(PROBLEM DESCRIPTION):
Could you edit all the data below so that every "one-line JSON object" becomes "single-line JSON object", with nothing else changed and the pictures left out?
--
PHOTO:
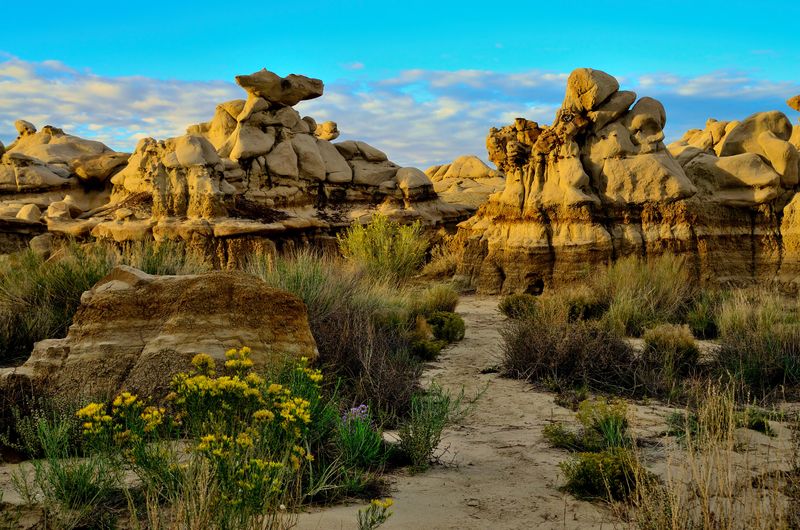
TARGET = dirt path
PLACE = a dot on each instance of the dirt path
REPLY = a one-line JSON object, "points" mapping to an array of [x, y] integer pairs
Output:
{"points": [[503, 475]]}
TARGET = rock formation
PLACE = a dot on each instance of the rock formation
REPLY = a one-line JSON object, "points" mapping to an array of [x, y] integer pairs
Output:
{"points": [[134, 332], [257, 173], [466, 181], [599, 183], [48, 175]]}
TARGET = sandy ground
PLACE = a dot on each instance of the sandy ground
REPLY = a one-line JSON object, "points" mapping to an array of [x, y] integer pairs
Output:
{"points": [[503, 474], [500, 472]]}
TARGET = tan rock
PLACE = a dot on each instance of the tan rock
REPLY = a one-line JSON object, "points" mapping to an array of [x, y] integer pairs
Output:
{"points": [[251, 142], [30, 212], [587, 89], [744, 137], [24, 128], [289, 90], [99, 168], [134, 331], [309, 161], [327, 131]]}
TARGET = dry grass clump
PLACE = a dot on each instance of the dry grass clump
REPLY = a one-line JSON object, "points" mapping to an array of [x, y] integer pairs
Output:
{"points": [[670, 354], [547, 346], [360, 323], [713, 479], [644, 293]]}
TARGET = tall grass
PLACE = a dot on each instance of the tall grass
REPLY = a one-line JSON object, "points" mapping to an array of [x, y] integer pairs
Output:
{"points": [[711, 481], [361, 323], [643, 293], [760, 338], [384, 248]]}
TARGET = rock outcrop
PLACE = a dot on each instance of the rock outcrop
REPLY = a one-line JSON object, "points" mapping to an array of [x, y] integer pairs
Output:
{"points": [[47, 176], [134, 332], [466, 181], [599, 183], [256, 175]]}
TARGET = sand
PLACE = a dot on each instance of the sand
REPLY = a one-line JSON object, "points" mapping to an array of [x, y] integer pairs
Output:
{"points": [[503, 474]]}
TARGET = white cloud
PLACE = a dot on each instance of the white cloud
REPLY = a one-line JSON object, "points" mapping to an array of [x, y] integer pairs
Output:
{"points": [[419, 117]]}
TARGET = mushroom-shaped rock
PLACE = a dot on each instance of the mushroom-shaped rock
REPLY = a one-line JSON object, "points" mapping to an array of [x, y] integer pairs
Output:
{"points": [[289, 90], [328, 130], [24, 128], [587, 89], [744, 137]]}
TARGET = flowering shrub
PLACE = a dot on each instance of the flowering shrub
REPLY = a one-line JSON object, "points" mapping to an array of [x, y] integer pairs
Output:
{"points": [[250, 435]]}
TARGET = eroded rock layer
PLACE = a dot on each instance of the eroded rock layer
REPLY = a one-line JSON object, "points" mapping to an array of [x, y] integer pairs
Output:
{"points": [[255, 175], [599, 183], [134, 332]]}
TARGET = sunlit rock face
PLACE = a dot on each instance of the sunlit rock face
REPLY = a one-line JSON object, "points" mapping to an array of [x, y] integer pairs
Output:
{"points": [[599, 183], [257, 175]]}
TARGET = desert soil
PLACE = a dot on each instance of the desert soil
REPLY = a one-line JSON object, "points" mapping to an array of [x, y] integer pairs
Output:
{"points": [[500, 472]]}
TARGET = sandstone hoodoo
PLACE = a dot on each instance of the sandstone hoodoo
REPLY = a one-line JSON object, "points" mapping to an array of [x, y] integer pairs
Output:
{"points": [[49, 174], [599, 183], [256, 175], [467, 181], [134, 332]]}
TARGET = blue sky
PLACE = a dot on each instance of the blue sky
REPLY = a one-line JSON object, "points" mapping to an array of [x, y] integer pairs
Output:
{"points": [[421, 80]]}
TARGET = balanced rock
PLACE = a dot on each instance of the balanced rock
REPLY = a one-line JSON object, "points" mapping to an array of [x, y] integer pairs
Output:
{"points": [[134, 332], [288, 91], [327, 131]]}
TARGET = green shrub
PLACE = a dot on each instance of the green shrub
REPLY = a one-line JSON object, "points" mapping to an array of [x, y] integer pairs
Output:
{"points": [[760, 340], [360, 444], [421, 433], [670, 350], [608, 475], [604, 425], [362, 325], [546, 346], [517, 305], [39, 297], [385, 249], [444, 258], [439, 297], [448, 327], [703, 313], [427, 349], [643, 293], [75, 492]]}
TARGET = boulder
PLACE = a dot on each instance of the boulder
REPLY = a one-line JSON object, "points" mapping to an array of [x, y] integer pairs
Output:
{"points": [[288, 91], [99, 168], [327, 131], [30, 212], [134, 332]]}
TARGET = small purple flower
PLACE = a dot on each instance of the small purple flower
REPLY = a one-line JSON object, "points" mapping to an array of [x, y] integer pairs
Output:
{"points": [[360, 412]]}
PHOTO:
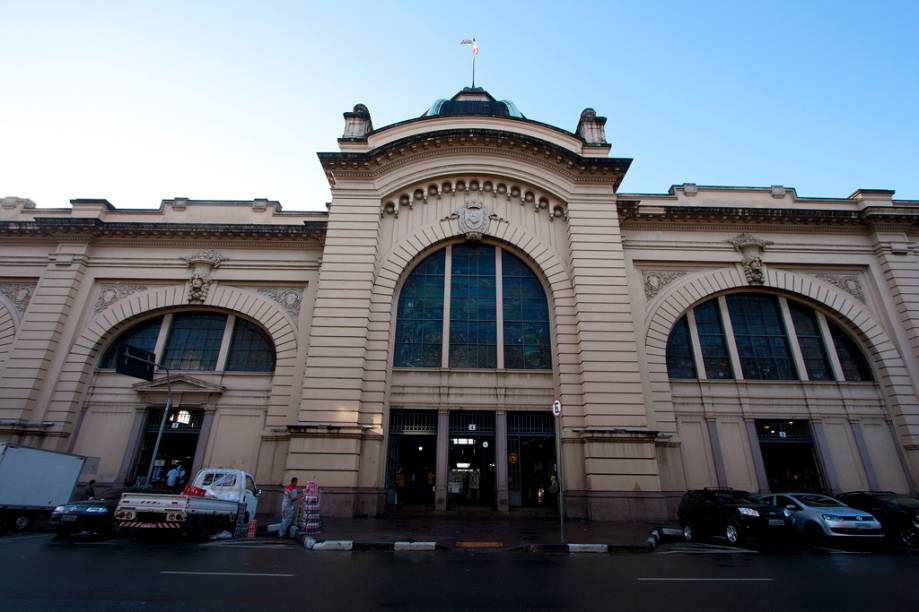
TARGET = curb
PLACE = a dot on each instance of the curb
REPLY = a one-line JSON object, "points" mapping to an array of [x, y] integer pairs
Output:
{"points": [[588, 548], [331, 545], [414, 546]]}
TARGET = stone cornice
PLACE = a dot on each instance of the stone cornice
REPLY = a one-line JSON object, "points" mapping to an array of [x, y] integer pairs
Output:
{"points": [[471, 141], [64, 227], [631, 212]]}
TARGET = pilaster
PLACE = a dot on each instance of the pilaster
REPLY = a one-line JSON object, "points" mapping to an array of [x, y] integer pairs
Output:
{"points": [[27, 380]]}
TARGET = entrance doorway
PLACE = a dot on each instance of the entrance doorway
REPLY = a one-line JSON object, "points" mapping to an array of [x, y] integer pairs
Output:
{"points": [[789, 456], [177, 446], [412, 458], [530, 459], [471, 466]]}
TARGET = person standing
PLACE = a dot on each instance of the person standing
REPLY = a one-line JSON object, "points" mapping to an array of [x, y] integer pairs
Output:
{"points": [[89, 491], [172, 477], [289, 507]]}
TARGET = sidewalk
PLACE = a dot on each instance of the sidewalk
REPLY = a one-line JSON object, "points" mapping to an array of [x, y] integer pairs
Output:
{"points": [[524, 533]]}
--
(SOLUTION TO THE PROBLEM):
PHOTO:
TARGET = dirt path
PLACE = a dot on each instance of the dirt path
REPLY = a single-line JSON object, "points" mapping to an array of [x, y] integer pairs
Output:
{"points": [[503, 475]]}
TARGET = rock formation
PLACE = a dot on each instance of the rock formation
REPLY = a single-line JSON object, "points" mapping to an array of [x, y] integer pairs
Output:
{"points": [[134, 332], [257, 173], [466, 181], [599, 183], [48, 175]]}
TARGET = sandy ground
PLACE = a dot on each instance of the sandy ground
REPLY = a single-line JSON object, "points" mapping to an array of [x, y] integer pairs
Output:
{"points": [[503, 474], [500, 472]]}
TARGET = tan rock
PLACE = a dot on each instance of the tan rock
REPLY = a single-line JSON object, "points" mapping to an array of [x, y] integer pairs
Output:
{"points": [[251, 142], [30, 212], [587, 89], [744, 137], [24, 128], [289, 90], [99, 168], [134, 331], [309, 161], [327, 131]]}
TARGET = dry grass clump
PLACE = a dot on each instance of the dry grass clump
REPLY = a single-line JSON object, "points" mapping to an array of [x, y] integer pairs
Output:
{"points": [[670, 354], [547, 346], [360, 323], [713, 479], [644, 293]]}
TARGET = tall grass
PLACE = a dot on each instance of the tall grass
REPLY = a single-line JSON object, "points" mapping to an array of [x, y] integer pairs
Output:
{"points": [[711, 481], [361, 323], [643, 293], [760, 338], [384, 248]]}
TARGET = rock outcrop
PLACE = a dot on each instance of the rock outcrop
REPLY = a single-line JSON object, "points" mapping to an array of [x, y] integer pairs
Output:
{"points": [[47, 176], [134, 332], [466, 181], [599, 183], [256, 175]]}
TARGET = sand
PLACE = a dot on each instance of the sand
REPLY = a single-line JSON object, "points" mapping to an array of [x, y] integer pairs
Output:
{"points": [[503, 474]]}
TARGET = white cloud
PLACE = a dot on each instance of the white cloud
REPLY = a single-line JSON object, "points" mapping to an array of [x, y] integer pairs
Output:
{"points": [[419, 117]]}
TARGET = mushroom-shaped rock
PLACE = a dot on each instance of the mushroom-shaped rock
REPLY = a single-line JSON object, "points" mapping to an array of [x, y] integer pairs
Output:
{"points": [[289, 90], [328, 130], [24, 128], [587, 89], [744, 137]]}
TARGET = flowering shrub
PLACE = a dot on each instance of the flowering shrub
REPLY = a single-line JSON object, "points" mapping to an array of [x, y] integer pairs
Output:
{"points": [[250, 435]]}
TARGET = eroded rock layer
PLACE = a dot on each instance of the eroded rock layer
REPLY = a single-line JSON object, "points" mapping to an array of [x, y] integer pairs
Output:
{"points": [[255, 175], [599, 183], [134, 332]]}
TARGET = sunlit rock face
PLACE = a dot on each instance of the sunlit rock face
REPLY = a single-line JSON object, "points" mapping to an array of [x, y] integer pairs
Output:
{"points": [[599, 183], [257, 175]]}
TARGET = desert soil
PLACE = a dot on each instance of the desert soil
REPLY = a single-line JSON object, "points" mapping to an array of [x, y] integer pairs
Output:
{"points": [[500, 472]]}
TARGET = sandstone hoodoo
PLACE = a dot on each instance of the sandstone hoodoo
REPLY = a single-line JSON object, "points" mapping to an array of [x, y] integer pairs
Output:
{"points": [[49, 174], [599, 183], [256, 175], [467, 181], [134, 332]]}
TARGET = blue sky
PLACE = a dot on each instance of the blue sky
REPLY = a single-line JSON object, "points" mapping to an array of [x, y] integer pairs
Output:
{"points": [[421, 80]]}
TARGET = balanced rock
PLACE = a dot on each instance of the balanced rock
REPLY = a single-line JSON object, "points" mapping to an array of [x, y] integer pairs
Output:
{"points": [[134, 332], [288, 91], [327, 131]]}
TARGET = green shrub
PLACE = a dot on each instance of the green shrub
REPLY = a single-line JSON object, "points" mapping to an array of [x, y] integer pairs
Output:
{"points": [[760, 340], [360, 444], [421, 433], [670, 350], [608, 475], [604, 425], [362, 325], [546, 346], [517, 305], [39, 297], [385, 249], [444, 258], [439, 297], [448, 327], [703, 313], [427, 349], [643, 293], [75, 492]]}
TARGET = boulder
PLACE = a dot on each instance of the boulder
REPLY = a single-line JSON object, "points" mapping to an array of [x, y] integer pairs
Output:
{"points": [[288, 91], [99, 168], [327, 131], [30, 212], [134, 332]]}
TARGET = small purple flower
PLACE = a dot on each instance of the small purple flower
REPLY = a single-line JSON object, "points" mapping to an array of [x, y] integer pairs
Output:
{"points": [[360, 412]]}
PHOTO:
TARGET = curb
PLACE = a dot on each instance of the curb
REPLY = a single-line JSON object, "points" mapping to an array of [x, y] integer pairs
Output:
{"points": [[588, 548], [331, 545], [414, 546]]}
TARGET = stone cornice
PLACE = a dot on each instance of the stone cornice
REPLY = a single-line JSON object, "points" mapping to an array of [x, y] integer pairs
Output:
{"points": [[471, 141], [64, 227], [631, 212]]}
TARGET = pilaster
PLACE = a dot on each instance of the pilaster
REPLY = a single-line JSON object, "points" mapping to an array of [x, y] integer pairs
Output:
{"points": [[27, 380]]}
TARGET = entrance doorway
PLACE = a dot on each instance of the entrance doorway
REPLY = a single-line JSON object, "points" mapping to an array of [x, y] integer pairs
Output:
{"points": [[789, 456], [177, 446], [412, 458], [530, 459], [471, 466]]}
TARGET = person standing
PLACE = a dot on each instance of the person standing
REPLY = a single-line JSON object, "points" mapping to an array of [x, y] integer pairs
Output:
{"points": [[89, 491], [172, 477], [289, 507]]}
TARGET = sidewalk
PLACE = a dot on each instance of the sidewalk
REPLY = a single-line JSON object, "points" mapping to an array of [x, y] integer pairs
Output:
{"points": [[524, 533]]}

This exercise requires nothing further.